Este estado de coisas prevalece igualmente em Angola no qual os trabalhadores Angolanos vendem a mão-de-obra barata igual à Era da Revolução Industrial na Grã-Bretanha. Salários baixos; condições de trabalhos precários; sem seguros sociais; sem salários mínimos definidos por lei; sem contractos de trabalho; expostos aos despendimentos arbitrários, compulsivos e em massa; sem qualquer protecção por parte do Estado Angolano, cujos Governantes são Sócios maioritários na maior parte das empresas estrangeiras que operam no País.

 

Portanto, a missão diplomática do Enviado Especial do Presidente Sata à Cidade Alta, deve revestir-se de qualquer segredo de Estado. Contudo, de forma implícita, deixa-nos duas lições importantes:


a) Acabar com a cultura de perseguição de estadistas pós-poder.


b) Governar bem para que o fim do consulado de um Chefe de Estado seja o início da prestação de bons serviços à nação, como bom cidadão. 


Ali reside a essência do “Contraste do Poder e da Vida Humana”. Nas Democracias Ocidentais, a consolidação do Estado e a eficácia do poder político consiste essencialmente no “princípio da continuidade” dos actos governativos. Evitar que haja rupturas bruscas no encadeamento sucessivo da administração do Estado – de um governo para outro.

### MATERIAL APRESENTADO
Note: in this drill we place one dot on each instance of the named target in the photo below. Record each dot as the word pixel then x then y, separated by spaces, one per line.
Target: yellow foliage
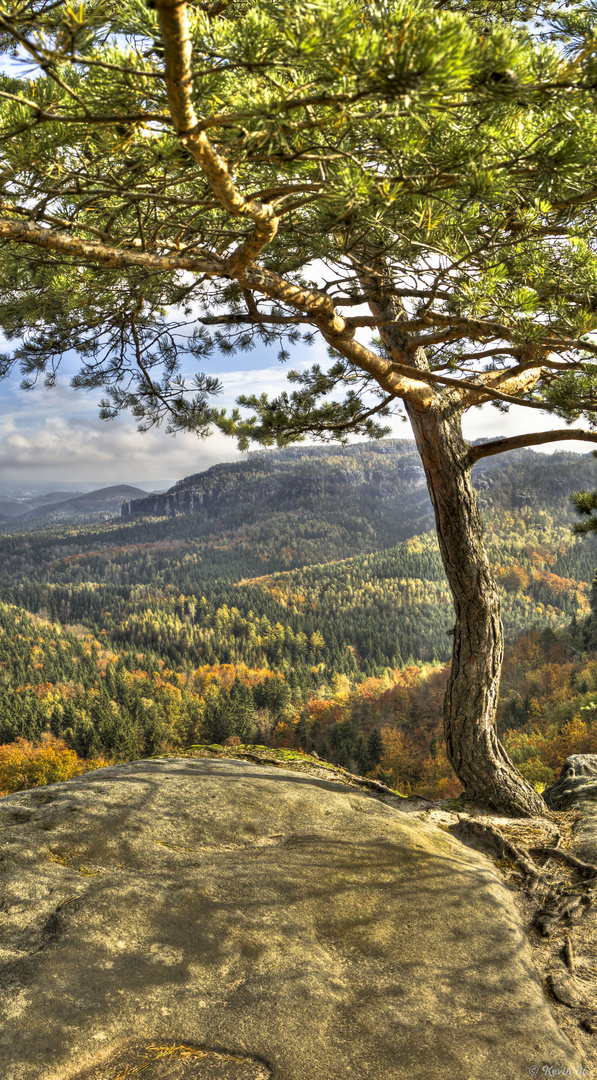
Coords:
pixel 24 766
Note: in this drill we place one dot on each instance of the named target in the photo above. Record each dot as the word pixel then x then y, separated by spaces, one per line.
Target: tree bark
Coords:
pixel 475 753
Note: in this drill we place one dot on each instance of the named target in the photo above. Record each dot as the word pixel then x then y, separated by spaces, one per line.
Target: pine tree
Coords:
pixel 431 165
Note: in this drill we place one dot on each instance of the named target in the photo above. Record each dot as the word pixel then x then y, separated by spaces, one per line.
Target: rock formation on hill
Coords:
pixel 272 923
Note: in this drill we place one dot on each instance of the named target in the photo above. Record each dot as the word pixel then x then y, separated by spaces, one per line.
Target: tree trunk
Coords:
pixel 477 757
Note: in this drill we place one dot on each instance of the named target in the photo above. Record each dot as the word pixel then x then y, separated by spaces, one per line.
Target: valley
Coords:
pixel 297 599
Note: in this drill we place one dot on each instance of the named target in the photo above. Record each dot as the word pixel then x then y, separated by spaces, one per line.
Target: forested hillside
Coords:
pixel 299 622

---

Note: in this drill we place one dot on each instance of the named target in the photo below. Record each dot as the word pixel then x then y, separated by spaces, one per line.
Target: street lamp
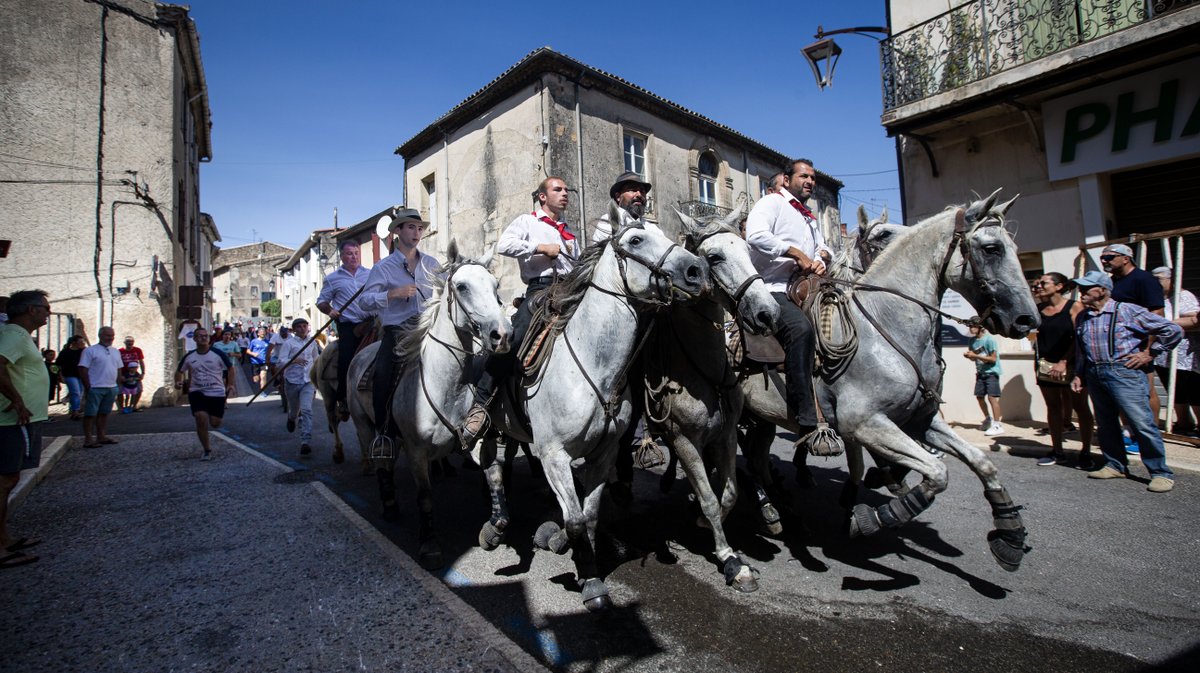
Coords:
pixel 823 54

### OBJETIVO
Segundo o texto, qual é a primeira das duas lições que a missão diplomática do Enviado Especial do Presidente Sata à Cidade Alta deixa de forma implícita?

### RESULTADO FINAL
Acabar com a cultura de perseguição de estadistas pós-poder.